____ EXCERPT PROVIDED
EV charging is also on the Canada Infrastructure Bank’s (CIB) wish list for joint investments with private sector partners. The 2022 federal budget affirmed that $500 million of “existing resources” in the CIB’s green infrastructure envelope would be dedicated to “large-scale urban and commercial zero-emission vehicle charging and refuelling infrastructure”, while the government commits an additional $400 million over five years (2022-23 to 2026-27) to its zero-emissions vehicle infrastructure program (ZEVIP) to subsidize installations in less densely populated areas of the country.
Speaking during the Bloomberg online finance conference, CIB chief executive officer, Ehren Cory, summarized the bank’s five priorities — clean energy; green infrastructure; transit systems; trade and transportation; and broadband — and mandate to leverage CAD $35 billion to stimulate further investment. He characterized the fund as a lubricant.
“What we are really trying to find is those good projects that deliver public value that are stuck. They might be stuck because they are too risky or uncertain or have really long paybacks,” Cory noted. “Those are the sorts of things that government money can help solve — patient capital, long-term capital, risk-taking capital — to pair with that private sector money in those five sectors.”
Thus far, the CIB has invested in nearly 40 projects, of which about 20 are now under construction. That includes a number of deals for commercial building retrofits and municipal transit fleets, which Cory called “almost the base load” of agreements to date, but low-carbon fuel and EV charging projects are expected to come on soon. The latter could epitomize the stuck project, presenting a scenario in which prospective investors look for assurance of demand for chargers, while prospective EV purchasers hesitate to buy before they have assurance of an easily accessible charging network.
“To me, this is like a perfect use case for the CIB,” Cory maintained. “There’s a real chicken-egg problem in that investment case, but in the long run, there’s a great business.”
________
____ SUPPLIED ENTRIES
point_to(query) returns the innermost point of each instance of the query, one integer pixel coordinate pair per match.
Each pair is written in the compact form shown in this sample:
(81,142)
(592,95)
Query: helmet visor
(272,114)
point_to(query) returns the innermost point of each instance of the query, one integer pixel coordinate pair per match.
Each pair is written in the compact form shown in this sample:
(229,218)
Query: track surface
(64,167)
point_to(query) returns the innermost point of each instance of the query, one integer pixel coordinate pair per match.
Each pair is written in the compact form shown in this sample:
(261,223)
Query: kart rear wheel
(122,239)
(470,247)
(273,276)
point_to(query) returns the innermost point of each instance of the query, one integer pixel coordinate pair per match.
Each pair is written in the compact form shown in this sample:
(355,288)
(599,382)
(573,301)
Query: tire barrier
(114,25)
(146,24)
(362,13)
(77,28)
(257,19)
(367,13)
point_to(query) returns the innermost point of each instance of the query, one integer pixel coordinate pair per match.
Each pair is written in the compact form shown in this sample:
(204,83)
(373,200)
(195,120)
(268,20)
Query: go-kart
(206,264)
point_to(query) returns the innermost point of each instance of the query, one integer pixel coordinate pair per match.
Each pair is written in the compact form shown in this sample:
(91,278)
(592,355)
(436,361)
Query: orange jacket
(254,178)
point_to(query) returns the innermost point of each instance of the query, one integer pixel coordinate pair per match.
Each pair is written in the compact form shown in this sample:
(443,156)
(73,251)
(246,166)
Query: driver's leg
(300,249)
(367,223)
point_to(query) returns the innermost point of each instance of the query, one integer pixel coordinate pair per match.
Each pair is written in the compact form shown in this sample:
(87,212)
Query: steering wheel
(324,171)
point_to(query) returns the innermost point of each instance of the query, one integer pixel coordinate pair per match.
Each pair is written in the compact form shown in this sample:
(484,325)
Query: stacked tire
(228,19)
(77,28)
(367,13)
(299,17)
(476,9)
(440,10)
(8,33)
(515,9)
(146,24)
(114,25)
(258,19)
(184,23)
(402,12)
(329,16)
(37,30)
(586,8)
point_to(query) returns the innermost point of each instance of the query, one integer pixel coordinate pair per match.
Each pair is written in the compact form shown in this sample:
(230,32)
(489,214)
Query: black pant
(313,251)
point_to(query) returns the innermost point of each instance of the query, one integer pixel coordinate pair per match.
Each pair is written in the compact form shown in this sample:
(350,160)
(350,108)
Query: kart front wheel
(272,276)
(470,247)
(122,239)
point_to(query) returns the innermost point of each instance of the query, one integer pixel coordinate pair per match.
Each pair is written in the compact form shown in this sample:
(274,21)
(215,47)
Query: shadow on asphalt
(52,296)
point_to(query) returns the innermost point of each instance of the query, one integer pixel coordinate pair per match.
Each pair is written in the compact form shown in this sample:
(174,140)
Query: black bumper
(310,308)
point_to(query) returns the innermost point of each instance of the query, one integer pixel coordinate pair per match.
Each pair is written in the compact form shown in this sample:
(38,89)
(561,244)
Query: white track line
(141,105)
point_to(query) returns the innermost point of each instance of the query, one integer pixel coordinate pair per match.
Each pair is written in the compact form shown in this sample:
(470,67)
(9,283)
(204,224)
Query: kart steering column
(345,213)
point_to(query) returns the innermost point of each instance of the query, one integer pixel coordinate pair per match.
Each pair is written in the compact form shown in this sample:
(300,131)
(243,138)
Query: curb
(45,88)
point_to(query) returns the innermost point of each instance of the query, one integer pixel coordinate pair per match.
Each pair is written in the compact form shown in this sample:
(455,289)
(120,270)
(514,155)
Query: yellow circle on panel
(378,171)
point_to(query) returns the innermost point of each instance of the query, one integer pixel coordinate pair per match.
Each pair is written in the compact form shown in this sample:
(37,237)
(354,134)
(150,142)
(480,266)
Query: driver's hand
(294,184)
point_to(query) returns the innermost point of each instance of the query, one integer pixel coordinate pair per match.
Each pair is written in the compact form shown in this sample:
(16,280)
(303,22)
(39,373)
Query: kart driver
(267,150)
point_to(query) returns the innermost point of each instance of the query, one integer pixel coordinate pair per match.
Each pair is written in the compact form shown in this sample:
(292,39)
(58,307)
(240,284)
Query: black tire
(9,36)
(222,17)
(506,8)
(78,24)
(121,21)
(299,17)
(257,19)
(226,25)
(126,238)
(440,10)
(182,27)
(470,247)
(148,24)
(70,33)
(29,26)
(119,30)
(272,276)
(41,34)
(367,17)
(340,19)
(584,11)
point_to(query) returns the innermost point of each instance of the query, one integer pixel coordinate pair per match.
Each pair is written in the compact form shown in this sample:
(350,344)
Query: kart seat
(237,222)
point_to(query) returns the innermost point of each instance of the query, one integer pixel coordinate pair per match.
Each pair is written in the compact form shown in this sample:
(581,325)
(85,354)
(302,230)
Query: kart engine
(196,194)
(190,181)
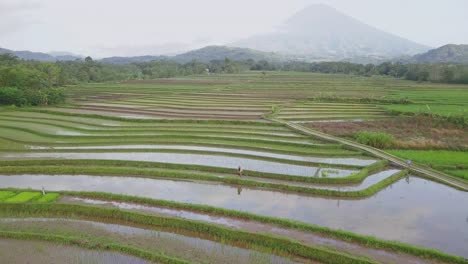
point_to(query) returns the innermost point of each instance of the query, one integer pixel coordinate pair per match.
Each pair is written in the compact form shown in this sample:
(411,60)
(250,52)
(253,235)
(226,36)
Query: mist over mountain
(321,31)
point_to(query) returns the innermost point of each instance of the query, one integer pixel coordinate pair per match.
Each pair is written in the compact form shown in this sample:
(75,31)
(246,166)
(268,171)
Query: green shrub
(375,139)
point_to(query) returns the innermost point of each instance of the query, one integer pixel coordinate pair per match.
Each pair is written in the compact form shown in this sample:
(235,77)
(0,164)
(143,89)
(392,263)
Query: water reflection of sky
(419,212)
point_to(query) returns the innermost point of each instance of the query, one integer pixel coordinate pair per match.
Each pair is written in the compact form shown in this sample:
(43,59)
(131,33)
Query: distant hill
(450,53)
(205,54)
(38,56)
(210,53)
(320,31)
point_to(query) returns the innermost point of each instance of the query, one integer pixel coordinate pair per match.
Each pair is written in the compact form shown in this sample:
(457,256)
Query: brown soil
(417,132)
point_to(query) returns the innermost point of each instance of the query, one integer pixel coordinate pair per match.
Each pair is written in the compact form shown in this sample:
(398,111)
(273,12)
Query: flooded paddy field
(188,136)
(405,211)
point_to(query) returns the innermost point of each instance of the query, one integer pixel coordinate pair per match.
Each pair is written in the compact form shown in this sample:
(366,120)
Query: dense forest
(38,83)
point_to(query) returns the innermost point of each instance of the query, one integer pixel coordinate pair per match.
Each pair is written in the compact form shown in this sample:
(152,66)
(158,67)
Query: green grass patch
(48,198)
(171,174)
(368,241)
(264,242)
(5,195)
(434,158)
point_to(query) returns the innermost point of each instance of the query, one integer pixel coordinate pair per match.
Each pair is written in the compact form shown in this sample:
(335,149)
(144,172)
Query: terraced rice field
(319,111)
(148,172)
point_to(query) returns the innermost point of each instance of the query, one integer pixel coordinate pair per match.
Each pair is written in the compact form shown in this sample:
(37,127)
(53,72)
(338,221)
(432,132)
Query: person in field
(239,171)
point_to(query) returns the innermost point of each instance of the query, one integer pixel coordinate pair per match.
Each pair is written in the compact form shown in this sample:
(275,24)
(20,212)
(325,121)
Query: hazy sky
(137,27)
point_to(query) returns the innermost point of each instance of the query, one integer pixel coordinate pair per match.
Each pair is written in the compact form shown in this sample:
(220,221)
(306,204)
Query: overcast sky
(121,27)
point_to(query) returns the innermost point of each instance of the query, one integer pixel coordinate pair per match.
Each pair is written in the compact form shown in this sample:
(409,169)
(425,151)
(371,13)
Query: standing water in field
(419,211)
(195,159)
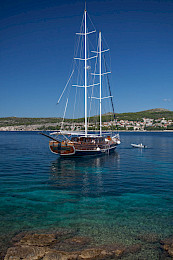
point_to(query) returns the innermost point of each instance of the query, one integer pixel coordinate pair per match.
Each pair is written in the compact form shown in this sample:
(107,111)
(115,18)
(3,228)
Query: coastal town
(145,124)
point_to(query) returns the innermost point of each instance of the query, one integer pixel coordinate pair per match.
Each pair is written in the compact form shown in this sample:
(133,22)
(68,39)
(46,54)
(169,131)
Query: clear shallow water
(115,197)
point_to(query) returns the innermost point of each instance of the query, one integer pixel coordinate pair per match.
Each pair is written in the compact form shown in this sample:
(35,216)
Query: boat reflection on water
(84,175)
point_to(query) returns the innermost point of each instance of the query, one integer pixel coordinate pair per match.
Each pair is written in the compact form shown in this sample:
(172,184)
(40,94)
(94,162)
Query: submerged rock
(38,239)
(53,246)
(167,245)
(25,252)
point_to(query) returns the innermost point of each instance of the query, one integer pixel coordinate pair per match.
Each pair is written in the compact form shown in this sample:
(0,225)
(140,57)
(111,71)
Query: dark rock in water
(54,246)
(37,239)
(72,244)
(100,254)
(60,255)
(26,252)
(133,249)
(149,238)
(167,245)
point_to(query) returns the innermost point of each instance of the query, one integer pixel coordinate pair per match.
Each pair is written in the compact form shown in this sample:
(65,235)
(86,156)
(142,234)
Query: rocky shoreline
(68,245)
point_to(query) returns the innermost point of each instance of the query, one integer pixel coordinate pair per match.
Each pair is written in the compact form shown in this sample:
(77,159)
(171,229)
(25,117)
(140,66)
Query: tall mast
(100,72)
(85,73)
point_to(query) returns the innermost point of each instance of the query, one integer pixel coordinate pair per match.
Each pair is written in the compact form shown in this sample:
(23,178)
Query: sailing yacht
(84,143)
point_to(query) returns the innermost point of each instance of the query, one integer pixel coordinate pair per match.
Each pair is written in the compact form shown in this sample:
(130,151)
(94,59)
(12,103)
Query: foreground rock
(167,246)
(61,246)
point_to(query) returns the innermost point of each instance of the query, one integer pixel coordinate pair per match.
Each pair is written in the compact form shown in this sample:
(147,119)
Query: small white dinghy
(139,145)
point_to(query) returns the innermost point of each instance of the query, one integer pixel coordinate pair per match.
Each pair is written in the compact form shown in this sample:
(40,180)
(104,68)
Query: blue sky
(37,47)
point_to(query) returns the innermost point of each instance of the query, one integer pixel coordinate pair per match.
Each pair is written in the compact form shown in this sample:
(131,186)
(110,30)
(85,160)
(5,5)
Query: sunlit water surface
(114,197)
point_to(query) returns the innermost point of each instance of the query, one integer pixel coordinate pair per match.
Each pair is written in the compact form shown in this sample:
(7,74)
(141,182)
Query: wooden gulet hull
(78,149)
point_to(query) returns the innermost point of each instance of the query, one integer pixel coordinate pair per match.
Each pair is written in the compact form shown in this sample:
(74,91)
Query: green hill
(137,116)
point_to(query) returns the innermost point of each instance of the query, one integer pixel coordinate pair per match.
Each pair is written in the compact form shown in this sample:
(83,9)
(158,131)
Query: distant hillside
(137,116)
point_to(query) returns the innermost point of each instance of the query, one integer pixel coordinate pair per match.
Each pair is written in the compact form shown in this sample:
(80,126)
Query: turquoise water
(116,197)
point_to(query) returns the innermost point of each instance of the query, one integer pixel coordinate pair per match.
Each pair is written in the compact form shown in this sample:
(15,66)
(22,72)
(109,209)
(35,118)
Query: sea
(125,197)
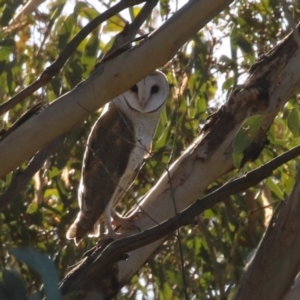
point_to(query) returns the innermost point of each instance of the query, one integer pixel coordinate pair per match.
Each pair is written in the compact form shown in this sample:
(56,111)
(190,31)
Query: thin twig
(21,179)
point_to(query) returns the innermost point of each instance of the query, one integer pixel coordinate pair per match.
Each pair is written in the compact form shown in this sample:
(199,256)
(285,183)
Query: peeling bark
(271,81)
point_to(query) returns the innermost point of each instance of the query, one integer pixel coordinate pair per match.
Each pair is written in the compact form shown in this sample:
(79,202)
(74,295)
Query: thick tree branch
(272,80)
(22,177)
(107,82)
(130,30)
(71,47)
(100,259)
(277,259)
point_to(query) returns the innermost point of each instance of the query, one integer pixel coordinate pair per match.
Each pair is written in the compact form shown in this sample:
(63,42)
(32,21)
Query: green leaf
(32,208)
(12,287)
(244,137)
(293,122)
(42,265)
(275,188)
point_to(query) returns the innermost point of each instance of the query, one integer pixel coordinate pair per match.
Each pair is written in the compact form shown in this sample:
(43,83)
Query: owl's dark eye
(154,89)
(134,89)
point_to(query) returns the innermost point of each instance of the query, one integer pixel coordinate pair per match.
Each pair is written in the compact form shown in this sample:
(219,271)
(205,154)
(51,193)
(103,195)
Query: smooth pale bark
(270,83)
(267,89)
(277,260)
(107,82)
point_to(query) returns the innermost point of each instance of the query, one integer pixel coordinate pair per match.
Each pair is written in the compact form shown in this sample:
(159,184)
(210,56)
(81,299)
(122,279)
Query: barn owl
(117,145)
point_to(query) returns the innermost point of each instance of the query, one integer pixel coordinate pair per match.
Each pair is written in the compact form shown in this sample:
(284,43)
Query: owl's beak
(143,102)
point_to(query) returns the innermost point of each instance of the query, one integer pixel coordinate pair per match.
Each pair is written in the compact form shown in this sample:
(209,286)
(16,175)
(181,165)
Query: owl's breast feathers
(110,145)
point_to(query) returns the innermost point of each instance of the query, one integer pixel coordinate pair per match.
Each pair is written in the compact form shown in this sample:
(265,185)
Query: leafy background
(219,244)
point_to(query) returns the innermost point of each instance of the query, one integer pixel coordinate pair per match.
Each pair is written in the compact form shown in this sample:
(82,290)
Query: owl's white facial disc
(149,94)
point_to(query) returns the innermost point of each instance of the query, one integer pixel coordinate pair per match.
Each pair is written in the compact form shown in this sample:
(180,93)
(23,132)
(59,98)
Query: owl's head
(149,94)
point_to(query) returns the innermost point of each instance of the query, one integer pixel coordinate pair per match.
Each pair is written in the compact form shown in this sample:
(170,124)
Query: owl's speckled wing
(109,147)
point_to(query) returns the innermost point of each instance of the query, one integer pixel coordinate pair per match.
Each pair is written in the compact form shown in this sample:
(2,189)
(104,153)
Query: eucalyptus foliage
(218,245)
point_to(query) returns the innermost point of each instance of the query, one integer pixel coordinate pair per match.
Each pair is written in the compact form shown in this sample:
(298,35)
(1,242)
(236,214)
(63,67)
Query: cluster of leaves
(217,246)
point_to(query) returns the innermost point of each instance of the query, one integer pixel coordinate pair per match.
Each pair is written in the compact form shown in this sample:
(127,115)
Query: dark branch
(21,178)
(98,260)
(71,47)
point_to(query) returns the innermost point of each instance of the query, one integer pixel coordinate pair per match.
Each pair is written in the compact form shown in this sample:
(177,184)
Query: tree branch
(277,258)
(70,48)
(107,82)
(21,178)
(94,265)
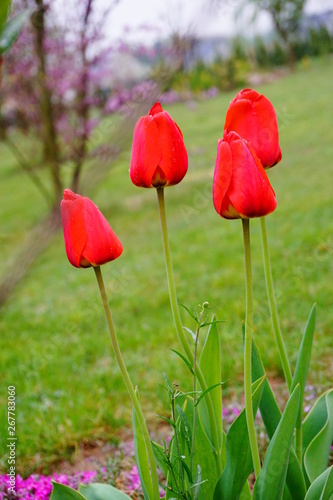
________
● **TASK LIST**
- 1) In the passage on the Canada Infrastructure Bank, how many projects has the bank invested in so far?
- 2) Write the next part of the passage on the Canada Infrastructure Bank and EV charging, picking up after its final paragraph.

● **ANSWER SECTION**
- 1) Nearly 40 projects, about 20 of which are now under construction.

- 2)
Inflation and rising interest rates complicate business case
Inflation and rising interest rates have also emerged to complicate investment in ways not felt when the CIB was launched in 2018. “The role of the CIB gets even bigger in periods like we’re in right now of high market uncertainty and risk because that’s what we can help manage. We can help insulate to some extent, or share in that risk,” he asserted.
“Investment in infrastructure is really important in times like these,” Cory added “It is one of the few truly cycle-proof kinds of asset classes. Infrastructure helps bring us through economic downturn and recessionary periods because it grows our competitiveness. It grows our economy.”
From a P3 perspective, Phillips commended the trend to inflation riders in Canadian contracts so private and public partners share the impact of rising material and equipment costs, and argued the practice would also serve U.S. proponents well.
“The alternative is that our contractors will just choose to focus on other projects and away from what they consider to be a position that’s just got too much risk for them,” he said. “It goes to market appetite and the mechanisms that clients can provide to ensure that they have the world’s best turning up to their projects.”
“There are mechanisms that have been developed elsewhere to allow contractors to address that risk and it’s for the benefit of the public sector also because it allows for more competitive pricing from contractors to deliver these projects,” Bell concurred.
Barbara Carss is editor-in-chief of Canadian Property Management.